▶ **ANGEZEIGTE INFORMATIONEN**:
-.-.-

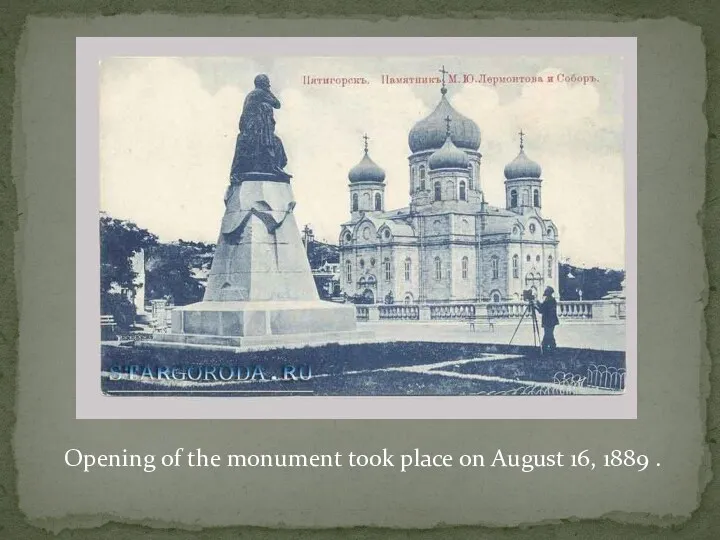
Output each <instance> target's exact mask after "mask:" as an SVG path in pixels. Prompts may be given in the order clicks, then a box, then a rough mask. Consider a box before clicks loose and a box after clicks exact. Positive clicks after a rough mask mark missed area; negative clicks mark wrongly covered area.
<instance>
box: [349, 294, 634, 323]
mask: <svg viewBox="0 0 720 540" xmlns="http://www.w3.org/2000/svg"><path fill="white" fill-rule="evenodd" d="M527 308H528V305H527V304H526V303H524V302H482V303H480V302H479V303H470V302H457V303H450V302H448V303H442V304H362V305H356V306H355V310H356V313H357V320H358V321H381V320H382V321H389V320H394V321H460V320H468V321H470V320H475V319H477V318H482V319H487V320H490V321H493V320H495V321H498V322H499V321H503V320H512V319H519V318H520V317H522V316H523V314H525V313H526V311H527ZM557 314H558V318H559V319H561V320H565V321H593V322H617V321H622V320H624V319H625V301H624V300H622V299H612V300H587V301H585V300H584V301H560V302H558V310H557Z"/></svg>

-.-.-

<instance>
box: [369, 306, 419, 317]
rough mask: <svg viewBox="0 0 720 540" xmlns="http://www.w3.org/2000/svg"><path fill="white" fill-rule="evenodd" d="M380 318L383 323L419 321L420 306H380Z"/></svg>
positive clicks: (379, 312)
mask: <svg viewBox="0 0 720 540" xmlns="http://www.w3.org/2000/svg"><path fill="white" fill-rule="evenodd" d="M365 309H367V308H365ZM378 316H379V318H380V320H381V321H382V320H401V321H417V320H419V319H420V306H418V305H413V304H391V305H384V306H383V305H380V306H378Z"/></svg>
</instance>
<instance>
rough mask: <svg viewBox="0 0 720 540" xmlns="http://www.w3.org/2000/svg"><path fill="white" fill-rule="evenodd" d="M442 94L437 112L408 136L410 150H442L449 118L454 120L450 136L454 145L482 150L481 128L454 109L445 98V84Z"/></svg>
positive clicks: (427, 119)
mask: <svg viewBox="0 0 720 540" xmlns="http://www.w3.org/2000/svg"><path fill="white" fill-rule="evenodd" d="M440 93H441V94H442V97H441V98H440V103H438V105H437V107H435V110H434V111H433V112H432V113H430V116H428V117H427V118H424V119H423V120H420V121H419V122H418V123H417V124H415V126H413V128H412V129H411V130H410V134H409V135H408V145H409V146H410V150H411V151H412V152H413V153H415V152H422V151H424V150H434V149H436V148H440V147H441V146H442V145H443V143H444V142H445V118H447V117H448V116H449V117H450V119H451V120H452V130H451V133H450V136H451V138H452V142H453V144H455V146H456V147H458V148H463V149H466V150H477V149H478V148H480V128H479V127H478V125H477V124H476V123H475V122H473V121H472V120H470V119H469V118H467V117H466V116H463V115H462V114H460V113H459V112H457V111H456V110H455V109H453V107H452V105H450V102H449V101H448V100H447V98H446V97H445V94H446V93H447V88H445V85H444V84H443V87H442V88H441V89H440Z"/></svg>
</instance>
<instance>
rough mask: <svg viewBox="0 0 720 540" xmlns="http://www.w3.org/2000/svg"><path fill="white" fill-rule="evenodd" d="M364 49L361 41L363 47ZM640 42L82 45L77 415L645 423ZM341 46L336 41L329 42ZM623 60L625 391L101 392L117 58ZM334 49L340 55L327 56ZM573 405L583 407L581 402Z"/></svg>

-.-.-

▶ **SELBST AUSPROBIEREN**:
Wandle die Zeilen aus den Einträgen oben in eine JSON-Liste von Zeichenketten um, beginnend bei der Zeile mit „Output each <instance>“ und endend bei der Zeile mit „box: [349, 294, 634, 323]“, beide eingeschlossen. Jede Zeile wird dabei zu einer eigenen Zeichenkette, Leerzeilen entfallen.

▶ **ANTWORT ZUR AUFGABE**:
[
  "Output each <instance> target's exact mask after \"mask:\" as an SVG path in pixels. Prompts may be given in the order clicks, then a box, then a rough mask. Consider a box before clicks loose and a box after clicks exact. Positive clicks after a rough mask mark missed area; negative clicks mark wrongly covered area.",
  "<instance>",
  "box: [349, 294, 634, 323]"
]